* [Исходный текст]
* * * * *

Ночные страхи находят себе подлинное и достоверное опровержение только в вере. Предвечная тайна ночных дум Божиих есть мысль о грядущей победе дневного света. Недаром дело первого творческого дня выражается в изречении Библии. И сказал Бог: да будет свет. И стал свет (Быт., I, 3.) В эзотерической области божественного бытия и сознания эта победа света, совершенная и полная, от века дана без всяких переходов. Но в экзотерической области текучего, временного существования она является как смена моментов, как переход от одного к другому. И был вечер и было утро, деньодин (Быт., 1,5).
Если ночь есть относительная область нераскрытого света, то утро и вечер, эти две грани, отделяющие ночь от дня, представляют собою область относительного, неполного его откровения. Вместо полноты полуденного, белого сияния, мы имеет здесь пурпур зари. А иногда эта неполнота света, выходящего из мрака или погружающегося во мрак, выражается и в радужных световых явлениях на небосклоне. На заре мы нередко видим на горизонте и оранжевые, и зеленоватые, и фиолетовые тона, особенно, когда ослабленный солнечный луч играет не только в небе, но и в водах. И всегда в заре чувствуется некоторое обетование. В этих ослабленных тонах света мы предвидим полноту грядущего солнца, вследствие чего неполнота утреннего и вечернего освещения не нарушает, а подчеркивает радостное ощущение грядущей победы. Грядущей она является только для нас; ибо в истине, т. е. во всевидении всеединого сознания полная победа дня от века видна во всей бесконечной серии тонов, переходящих от мрака к свету. Вся цветовая гамма этих тонов там развернута и приведена к единству немерцающего дня.
Так и передается победа творческого дня в православной иконописи. Там, среди ночного звездного неба является, как Божья заря, пурпуровый лик творящей Софии. А над нею окончательная победа света изображается полдневным, солнечным ликом творящего Христа. Таким образом все эти три момента — темная синева ночи, пурпур зари и золото ясного солнечного дня, которые в нашей жизни составляют обособленные, разделенные временем и постольку несовместимые переживания, в иконописи изображаются как вечно со–существующие и как составляющие неразрывное гармоническое целое. Так невидимая божественная София через рассматривание творений становится видимою.
Но, скажут нам, все краски видимого, посюстороннего неба, о которых здесь ядет речь, по существу субъективны. Это — наши, чисто человеческие переживания и ощущения: как таковые, они не имеют ничего общего даже с объективной действительностью того здешнего, посюстороннего неба, которое нам является. Какое же мы имеем право переносить эту нашу субъективную чувственную окраску в созерцание потустороннего, запредельного мира божественной Софии?

* * * * *

* [Исходные данные]

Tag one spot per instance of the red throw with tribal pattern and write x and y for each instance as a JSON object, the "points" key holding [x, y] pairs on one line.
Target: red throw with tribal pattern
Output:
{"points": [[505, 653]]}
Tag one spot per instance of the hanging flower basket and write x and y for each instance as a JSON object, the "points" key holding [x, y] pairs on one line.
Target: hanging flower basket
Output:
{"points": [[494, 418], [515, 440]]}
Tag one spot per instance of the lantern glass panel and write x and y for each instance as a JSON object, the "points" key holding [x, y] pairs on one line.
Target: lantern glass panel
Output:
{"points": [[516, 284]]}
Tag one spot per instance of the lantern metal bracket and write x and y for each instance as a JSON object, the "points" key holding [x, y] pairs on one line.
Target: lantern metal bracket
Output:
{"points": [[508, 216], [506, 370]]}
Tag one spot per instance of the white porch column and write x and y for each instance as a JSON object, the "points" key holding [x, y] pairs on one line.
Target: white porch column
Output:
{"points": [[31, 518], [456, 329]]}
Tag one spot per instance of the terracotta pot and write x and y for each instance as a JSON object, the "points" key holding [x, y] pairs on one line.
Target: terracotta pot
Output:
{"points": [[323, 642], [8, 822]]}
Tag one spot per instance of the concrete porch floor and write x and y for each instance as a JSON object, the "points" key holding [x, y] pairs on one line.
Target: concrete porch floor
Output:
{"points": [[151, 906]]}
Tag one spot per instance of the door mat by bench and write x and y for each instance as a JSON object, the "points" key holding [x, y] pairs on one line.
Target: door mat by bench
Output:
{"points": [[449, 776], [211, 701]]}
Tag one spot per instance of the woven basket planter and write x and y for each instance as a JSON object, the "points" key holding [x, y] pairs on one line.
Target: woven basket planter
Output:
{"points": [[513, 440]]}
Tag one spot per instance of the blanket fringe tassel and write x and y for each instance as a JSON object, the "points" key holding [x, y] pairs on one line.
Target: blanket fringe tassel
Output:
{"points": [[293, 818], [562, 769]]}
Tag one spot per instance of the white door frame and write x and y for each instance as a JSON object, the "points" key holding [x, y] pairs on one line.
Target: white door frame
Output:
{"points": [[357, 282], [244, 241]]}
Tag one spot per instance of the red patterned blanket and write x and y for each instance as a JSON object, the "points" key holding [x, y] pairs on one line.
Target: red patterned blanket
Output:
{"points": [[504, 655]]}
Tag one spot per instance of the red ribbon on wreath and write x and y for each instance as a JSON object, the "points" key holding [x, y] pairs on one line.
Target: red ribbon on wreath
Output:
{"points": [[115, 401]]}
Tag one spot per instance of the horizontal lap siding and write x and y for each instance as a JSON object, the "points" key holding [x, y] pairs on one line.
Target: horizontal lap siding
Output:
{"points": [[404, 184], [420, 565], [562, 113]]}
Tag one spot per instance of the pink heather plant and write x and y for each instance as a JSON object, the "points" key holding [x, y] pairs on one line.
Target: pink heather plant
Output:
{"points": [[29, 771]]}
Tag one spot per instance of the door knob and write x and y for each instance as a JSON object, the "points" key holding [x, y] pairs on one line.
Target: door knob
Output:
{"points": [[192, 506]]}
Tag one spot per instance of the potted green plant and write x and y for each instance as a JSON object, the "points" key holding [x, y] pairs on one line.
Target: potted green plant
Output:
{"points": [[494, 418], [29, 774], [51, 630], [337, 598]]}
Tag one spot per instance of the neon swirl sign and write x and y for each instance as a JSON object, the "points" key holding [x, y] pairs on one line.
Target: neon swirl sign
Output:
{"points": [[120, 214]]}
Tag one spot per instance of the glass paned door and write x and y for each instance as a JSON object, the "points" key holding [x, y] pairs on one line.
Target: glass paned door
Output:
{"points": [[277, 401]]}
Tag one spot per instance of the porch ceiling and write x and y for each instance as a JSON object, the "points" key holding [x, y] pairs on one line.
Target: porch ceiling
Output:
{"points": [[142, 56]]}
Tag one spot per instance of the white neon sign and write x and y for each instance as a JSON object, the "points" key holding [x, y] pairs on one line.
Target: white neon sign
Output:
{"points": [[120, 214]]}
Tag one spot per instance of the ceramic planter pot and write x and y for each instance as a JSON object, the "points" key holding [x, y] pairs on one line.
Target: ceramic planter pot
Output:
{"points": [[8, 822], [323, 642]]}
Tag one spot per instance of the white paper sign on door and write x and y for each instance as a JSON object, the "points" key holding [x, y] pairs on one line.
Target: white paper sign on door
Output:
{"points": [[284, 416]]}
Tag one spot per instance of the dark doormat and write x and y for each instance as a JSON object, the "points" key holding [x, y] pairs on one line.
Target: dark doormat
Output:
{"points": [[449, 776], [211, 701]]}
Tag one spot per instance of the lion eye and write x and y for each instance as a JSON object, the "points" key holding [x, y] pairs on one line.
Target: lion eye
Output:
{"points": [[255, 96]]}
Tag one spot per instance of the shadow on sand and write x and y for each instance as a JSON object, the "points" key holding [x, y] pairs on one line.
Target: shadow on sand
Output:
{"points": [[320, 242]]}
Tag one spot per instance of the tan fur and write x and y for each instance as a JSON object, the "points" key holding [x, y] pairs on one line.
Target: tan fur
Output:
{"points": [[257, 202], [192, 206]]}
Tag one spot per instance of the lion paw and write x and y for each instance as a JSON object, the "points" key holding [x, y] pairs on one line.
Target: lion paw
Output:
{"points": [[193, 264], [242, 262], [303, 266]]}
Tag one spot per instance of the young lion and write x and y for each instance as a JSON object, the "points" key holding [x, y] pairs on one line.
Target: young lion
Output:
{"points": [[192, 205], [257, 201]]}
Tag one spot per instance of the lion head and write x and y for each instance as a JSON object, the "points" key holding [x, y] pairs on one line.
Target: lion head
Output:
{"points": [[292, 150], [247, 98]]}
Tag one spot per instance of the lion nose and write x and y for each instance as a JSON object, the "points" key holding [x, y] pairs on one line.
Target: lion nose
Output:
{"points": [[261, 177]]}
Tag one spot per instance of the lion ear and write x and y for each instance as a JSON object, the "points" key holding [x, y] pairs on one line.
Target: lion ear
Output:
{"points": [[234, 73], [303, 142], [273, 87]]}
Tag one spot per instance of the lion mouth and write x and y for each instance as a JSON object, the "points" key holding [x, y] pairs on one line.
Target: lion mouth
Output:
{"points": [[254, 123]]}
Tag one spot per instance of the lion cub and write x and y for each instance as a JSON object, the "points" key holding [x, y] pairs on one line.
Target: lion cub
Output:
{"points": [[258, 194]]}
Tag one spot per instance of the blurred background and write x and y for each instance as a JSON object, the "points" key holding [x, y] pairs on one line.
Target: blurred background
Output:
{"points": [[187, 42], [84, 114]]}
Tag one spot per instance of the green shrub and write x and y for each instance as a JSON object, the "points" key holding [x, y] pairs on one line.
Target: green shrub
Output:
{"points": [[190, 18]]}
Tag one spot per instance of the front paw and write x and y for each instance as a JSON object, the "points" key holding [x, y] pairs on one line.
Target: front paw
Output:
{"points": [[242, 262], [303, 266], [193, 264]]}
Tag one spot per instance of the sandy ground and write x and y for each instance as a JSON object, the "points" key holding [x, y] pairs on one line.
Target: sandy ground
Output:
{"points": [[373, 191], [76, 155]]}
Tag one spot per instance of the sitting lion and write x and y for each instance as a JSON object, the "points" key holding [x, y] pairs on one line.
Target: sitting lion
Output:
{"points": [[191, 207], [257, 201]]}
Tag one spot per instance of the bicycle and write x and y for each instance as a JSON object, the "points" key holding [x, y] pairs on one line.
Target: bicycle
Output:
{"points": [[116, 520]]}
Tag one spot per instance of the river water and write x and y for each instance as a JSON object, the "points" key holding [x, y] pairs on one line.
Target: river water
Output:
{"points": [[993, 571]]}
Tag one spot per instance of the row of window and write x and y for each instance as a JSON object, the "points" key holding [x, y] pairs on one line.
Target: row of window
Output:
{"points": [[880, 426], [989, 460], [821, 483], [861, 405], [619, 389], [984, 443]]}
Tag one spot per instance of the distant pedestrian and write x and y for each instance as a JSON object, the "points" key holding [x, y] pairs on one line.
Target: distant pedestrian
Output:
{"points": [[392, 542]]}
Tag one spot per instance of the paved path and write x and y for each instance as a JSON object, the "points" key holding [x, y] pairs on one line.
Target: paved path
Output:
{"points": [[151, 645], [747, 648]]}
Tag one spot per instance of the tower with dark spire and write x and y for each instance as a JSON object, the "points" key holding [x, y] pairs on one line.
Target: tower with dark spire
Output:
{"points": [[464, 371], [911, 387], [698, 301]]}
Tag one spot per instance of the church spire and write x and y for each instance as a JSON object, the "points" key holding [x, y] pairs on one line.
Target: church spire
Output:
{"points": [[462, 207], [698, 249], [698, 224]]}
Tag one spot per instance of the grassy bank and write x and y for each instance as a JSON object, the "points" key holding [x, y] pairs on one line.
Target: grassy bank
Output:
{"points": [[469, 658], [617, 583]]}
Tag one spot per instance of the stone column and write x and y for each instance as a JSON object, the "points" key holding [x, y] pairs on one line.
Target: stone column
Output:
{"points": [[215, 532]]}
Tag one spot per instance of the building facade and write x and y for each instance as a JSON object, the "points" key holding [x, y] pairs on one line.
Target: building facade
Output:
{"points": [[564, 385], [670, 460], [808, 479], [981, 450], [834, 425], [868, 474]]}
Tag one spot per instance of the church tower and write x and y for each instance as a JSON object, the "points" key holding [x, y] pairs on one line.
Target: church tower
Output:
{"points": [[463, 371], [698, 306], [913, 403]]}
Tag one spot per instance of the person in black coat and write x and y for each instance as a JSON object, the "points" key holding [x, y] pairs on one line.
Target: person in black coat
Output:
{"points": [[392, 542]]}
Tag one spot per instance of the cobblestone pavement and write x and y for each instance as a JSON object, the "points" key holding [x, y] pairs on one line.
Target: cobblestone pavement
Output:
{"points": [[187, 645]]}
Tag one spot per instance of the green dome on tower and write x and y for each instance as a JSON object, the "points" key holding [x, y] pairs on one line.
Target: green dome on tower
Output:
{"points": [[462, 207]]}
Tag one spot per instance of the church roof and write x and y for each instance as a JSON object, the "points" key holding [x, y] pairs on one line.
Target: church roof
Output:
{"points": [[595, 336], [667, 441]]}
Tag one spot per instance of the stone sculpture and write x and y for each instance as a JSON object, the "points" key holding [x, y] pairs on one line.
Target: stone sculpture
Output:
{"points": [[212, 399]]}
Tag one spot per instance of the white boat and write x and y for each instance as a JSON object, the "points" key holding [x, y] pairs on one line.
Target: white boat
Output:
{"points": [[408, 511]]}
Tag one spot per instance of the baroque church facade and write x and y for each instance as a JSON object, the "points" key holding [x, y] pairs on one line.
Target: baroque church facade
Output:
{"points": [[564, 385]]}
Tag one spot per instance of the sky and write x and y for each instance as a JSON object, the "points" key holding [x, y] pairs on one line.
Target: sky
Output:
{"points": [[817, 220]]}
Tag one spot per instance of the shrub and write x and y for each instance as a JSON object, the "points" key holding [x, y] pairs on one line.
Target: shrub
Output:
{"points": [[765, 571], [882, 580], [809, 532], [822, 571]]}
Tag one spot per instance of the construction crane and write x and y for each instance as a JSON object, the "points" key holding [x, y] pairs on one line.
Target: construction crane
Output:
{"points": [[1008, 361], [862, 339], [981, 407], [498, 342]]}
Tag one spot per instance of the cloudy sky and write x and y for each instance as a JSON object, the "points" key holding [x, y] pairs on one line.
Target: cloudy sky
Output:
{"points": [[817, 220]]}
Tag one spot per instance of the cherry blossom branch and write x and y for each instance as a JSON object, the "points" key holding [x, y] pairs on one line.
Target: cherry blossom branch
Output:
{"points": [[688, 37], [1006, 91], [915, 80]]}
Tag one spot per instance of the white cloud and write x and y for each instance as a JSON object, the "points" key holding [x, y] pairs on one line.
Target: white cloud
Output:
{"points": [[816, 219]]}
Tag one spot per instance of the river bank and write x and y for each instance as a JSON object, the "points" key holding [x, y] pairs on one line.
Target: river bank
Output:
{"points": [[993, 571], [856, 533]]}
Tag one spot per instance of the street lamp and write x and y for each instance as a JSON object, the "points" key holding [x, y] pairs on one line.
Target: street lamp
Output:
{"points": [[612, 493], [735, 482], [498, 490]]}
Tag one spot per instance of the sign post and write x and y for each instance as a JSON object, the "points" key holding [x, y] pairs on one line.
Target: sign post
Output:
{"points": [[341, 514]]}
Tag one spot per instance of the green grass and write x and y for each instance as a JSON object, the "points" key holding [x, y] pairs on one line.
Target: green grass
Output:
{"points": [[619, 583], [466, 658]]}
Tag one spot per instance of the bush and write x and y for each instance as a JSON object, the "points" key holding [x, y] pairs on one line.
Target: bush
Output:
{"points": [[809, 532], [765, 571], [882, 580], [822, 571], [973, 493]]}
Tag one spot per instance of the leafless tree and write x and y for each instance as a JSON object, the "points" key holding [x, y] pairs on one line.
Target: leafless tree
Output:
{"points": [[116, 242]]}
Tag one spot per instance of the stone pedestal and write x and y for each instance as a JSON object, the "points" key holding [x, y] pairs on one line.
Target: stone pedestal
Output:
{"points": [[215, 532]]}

* * * * *

* [Задание] Обновите фрагмент исходного текста, начиная со слов «Но, скажут нам, все» и далее вплоть до слов «мира божественной Софии?», и замените в нем «краски» на «цвета».

* [Решение]
Но, скажут нам, все цвета видимого, посюстороннего неба, о которых здесь ядет речь, по существу субъективны. Это — наши, чисто человеческие переживания и ощущения: как таковые, они не имеют ничего общего даже с объективной действительностью того здешнего, посюстороннего неба, которое нам является. Какое же мы имеем право переносить эту нашу субъективную чувственную окраску в созерцание потустороннего, запредельного мира божественной Софии?